Render the entries below, everything from the line containing "target: sky" down to the line containing "164 41 L 163", as a two-column CSV with the header columns instruction and answer. Write one row per entry, with its text and its answer each in a single quoted field and line breaks replaced by spaces.

--

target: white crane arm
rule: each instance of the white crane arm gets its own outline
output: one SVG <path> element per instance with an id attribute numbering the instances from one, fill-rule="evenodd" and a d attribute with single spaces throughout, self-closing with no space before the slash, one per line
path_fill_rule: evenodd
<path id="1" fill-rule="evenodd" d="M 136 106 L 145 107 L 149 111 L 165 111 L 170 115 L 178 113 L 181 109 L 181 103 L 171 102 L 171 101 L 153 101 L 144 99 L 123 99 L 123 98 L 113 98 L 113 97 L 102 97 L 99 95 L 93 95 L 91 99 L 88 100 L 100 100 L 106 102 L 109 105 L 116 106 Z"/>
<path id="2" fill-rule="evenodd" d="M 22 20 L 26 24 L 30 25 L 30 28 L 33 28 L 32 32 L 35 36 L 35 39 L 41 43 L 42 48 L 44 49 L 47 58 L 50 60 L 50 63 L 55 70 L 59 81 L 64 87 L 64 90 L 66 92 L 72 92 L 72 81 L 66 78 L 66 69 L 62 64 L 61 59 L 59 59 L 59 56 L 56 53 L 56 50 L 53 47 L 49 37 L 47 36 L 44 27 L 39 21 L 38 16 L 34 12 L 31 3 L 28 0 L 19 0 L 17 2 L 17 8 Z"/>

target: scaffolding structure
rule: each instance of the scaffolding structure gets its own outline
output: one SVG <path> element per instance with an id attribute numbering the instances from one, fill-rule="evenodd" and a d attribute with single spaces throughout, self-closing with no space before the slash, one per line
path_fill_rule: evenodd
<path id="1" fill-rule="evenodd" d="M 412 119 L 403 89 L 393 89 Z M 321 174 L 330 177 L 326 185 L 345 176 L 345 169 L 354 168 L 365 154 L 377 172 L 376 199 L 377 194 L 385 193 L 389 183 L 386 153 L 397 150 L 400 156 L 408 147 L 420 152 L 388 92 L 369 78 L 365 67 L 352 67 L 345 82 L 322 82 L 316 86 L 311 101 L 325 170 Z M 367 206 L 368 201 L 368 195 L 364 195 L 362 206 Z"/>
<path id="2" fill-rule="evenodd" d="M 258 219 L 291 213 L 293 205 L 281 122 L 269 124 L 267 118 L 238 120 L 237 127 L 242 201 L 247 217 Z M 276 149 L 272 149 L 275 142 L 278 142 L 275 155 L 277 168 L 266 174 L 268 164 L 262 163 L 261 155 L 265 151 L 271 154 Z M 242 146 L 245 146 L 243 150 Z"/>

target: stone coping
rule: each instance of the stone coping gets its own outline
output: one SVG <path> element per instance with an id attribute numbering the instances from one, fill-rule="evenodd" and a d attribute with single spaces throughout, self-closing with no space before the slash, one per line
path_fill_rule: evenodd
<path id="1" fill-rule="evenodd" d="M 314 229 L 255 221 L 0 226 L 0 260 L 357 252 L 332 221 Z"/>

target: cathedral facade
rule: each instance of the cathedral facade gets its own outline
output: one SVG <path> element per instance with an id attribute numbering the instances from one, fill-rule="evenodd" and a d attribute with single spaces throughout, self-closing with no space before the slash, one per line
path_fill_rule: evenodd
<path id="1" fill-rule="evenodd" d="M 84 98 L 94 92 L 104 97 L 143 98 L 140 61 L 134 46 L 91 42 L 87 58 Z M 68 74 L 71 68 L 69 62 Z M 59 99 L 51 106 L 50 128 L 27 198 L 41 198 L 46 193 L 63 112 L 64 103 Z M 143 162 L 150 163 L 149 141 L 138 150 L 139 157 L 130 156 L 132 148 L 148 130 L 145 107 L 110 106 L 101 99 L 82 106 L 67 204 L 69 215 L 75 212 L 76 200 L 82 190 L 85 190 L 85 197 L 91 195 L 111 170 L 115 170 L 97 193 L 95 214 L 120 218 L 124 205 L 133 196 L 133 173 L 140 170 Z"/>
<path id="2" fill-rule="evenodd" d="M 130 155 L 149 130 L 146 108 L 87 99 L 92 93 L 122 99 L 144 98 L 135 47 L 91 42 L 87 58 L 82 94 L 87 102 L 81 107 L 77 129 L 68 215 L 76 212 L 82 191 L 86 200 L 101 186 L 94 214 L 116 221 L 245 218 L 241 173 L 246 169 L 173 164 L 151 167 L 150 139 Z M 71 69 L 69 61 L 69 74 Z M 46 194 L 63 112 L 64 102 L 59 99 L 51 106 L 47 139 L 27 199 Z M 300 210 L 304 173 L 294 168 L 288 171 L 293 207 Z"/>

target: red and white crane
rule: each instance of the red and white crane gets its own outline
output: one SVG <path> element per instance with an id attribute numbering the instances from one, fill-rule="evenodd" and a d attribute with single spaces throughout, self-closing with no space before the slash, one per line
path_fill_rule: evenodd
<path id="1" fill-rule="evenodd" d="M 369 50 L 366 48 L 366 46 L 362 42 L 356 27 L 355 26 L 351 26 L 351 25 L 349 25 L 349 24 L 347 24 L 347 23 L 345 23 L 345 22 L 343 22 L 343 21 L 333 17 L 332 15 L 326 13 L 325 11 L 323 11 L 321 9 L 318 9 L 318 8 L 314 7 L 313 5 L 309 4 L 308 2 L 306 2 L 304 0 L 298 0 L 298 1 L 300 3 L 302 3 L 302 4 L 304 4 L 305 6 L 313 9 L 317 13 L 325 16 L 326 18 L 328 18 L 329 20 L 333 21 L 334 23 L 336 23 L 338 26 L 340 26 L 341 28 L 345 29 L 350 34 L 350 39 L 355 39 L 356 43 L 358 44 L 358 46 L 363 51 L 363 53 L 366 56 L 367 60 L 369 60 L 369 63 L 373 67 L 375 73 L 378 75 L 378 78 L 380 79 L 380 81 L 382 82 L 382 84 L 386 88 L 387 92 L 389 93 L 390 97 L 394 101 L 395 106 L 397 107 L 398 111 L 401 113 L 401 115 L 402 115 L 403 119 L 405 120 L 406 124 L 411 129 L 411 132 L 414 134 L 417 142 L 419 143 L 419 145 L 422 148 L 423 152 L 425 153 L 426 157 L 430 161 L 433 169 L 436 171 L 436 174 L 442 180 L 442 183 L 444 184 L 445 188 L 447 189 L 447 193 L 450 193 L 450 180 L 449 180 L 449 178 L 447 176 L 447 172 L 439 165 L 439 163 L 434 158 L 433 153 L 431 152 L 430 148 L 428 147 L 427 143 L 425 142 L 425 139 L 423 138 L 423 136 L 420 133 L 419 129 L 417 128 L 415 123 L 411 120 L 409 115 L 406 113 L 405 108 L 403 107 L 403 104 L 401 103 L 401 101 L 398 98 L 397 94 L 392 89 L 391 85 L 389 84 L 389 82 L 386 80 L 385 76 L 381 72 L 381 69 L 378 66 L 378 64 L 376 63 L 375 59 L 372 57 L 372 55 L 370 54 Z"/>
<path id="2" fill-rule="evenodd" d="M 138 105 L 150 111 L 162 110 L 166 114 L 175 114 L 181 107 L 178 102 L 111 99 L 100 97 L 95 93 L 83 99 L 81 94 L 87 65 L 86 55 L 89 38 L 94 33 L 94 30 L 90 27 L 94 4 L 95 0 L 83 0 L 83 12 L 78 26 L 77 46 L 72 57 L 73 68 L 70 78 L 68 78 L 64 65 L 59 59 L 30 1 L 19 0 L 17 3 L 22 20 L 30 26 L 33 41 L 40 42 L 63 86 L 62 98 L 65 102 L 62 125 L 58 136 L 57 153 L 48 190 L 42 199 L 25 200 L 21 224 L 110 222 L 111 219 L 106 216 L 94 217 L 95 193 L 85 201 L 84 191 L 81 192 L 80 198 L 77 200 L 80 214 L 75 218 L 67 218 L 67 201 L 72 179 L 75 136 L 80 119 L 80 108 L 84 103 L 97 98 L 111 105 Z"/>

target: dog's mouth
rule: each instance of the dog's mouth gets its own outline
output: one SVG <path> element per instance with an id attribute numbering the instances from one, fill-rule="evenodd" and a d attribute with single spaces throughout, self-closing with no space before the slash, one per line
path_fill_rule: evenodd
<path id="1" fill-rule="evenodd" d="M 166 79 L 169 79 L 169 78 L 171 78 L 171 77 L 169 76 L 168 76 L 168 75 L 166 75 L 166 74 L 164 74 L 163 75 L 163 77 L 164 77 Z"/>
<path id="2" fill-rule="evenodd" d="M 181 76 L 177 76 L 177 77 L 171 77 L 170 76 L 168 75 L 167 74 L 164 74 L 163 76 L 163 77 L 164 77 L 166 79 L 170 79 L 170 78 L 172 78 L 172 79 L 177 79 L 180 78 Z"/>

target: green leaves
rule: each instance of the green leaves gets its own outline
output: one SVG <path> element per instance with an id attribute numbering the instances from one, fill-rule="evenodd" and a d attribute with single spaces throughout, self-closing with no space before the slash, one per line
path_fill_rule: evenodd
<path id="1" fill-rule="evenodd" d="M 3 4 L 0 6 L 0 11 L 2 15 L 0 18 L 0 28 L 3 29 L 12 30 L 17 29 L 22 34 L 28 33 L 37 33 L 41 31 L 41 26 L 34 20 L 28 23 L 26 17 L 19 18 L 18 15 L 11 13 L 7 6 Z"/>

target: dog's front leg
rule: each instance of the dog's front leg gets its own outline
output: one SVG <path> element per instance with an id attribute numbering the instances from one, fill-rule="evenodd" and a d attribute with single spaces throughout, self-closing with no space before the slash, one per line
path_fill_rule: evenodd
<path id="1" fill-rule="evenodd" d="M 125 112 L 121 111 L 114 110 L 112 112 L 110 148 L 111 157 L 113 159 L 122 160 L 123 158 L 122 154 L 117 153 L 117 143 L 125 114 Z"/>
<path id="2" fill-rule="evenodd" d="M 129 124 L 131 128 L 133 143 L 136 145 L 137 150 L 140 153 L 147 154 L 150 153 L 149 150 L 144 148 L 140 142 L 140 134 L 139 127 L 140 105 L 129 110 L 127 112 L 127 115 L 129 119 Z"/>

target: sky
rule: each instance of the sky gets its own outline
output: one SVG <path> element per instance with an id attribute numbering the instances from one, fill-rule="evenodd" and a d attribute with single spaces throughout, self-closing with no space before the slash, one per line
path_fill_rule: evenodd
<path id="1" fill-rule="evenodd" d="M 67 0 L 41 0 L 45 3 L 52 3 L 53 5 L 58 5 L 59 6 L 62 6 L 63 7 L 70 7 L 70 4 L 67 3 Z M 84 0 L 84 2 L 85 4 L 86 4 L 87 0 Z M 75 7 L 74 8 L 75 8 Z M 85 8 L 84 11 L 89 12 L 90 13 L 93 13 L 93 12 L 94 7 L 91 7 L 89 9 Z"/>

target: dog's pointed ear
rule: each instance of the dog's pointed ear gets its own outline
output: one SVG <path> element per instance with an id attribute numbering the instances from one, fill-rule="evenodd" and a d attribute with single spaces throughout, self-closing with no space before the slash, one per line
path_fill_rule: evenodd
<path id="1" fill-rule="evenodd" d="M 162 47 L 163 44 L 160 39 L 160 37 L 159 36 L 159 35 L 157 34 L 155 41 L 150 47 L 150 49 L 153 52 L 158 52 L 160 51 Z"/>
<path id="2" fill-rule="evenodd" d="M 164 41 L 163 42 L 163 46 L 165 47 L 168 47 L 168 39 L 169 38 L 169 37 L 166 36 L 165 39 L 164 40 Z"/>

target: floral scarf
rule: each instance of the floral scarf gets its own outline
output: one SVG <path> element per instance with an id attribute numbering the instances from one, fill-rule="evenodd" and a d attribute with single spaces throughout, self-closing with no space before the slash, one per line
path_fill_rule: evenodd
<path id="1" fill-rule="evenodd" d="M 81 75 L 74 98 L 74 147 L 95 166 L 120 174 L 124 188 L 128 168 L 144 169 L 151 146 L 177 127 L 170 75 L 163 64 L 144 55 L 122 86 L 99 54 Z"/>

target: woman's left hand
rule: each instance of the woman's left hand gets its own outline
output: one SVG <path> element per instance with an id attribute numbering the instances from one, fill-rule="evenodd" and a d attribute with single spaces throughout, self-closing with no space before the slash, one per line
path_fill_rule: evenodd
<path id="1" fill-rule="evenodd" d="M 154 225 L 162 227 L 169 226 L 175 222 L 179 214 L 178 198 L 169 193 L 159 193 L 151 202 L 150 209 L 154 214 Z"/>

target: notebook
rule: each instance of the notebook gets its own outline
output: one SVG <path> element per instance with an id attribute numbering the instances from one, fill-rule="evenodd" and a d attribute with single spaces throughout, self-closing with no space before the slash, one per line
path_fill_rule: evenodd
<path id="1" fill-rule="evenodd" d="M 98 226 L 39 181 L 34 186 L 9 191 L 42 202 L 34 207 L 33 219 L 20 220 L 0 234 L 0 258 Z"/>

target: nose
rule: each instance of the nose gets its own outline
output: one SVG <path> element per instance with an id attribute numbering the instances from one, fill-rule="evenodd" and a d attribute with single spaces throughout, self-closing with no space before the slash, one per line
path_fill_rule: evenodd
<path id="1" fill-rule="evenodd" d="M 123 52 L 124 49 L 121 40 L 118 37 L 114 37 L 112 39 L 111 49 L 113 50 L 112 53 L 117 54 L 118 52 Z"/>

--

- _Correct result_:
instruction,answer
"target: sky rule: each instance of the sky gets its own outline output: one SVG <path> element per instance with an id attribute numbering the instances from one, fill-rule=""evenodd"" and a d attribute with single spaces throughout, self-closing with no space before the slash, one per line path_fill_rule: evenodd","<path id=""1"" fill-rule=""evenodd"" d=""M 67 0 L 41 0 L 45 3 L 52 3 L 53 5 L 58 5 L 59 6 L 62 6 L 63 7 L 70 7 L 70 4 L 67 3 Z M 84 0 L 84 2 L 85 4 L 86 4 L 87 0 Z M 75 7 L 74 8 L 75 8 Z M 85 8 L 84 11 L 89 12 L 90 13 L 93 13 L 93 12 L 94 7 L 91 7 L 89 9 Z""/>"
"target: dog's pointed ear rule: each instance of the dog's pointed ear gets its own outline output: one SVG <path> element per instance with an id attribute numbering the instances from one, fill-rule=""evenodd"" and a d attribute with single spaces throughout, self-closing with no space before the slash, one per line path_fill_rule: evenodd","<path id=""1"" fill-rule=""evenodd"" d=""M 162 47 L 163 44 L 160 39 L 160 37 L 159 36 L 159 35 L 157 34 L 155 41 L 150 47 L 150 49 L 153 52 L 158 52 L 160 51 Z""/> <path id=""2"" fill-rule=""evenodd"" d=""M 164 41 L 163 42 L 163 46 L 165 47 L 168 47 L 168 39 L 169 38 L 169 37 L 166 36 L 165 39 L 164 40 Z""/>"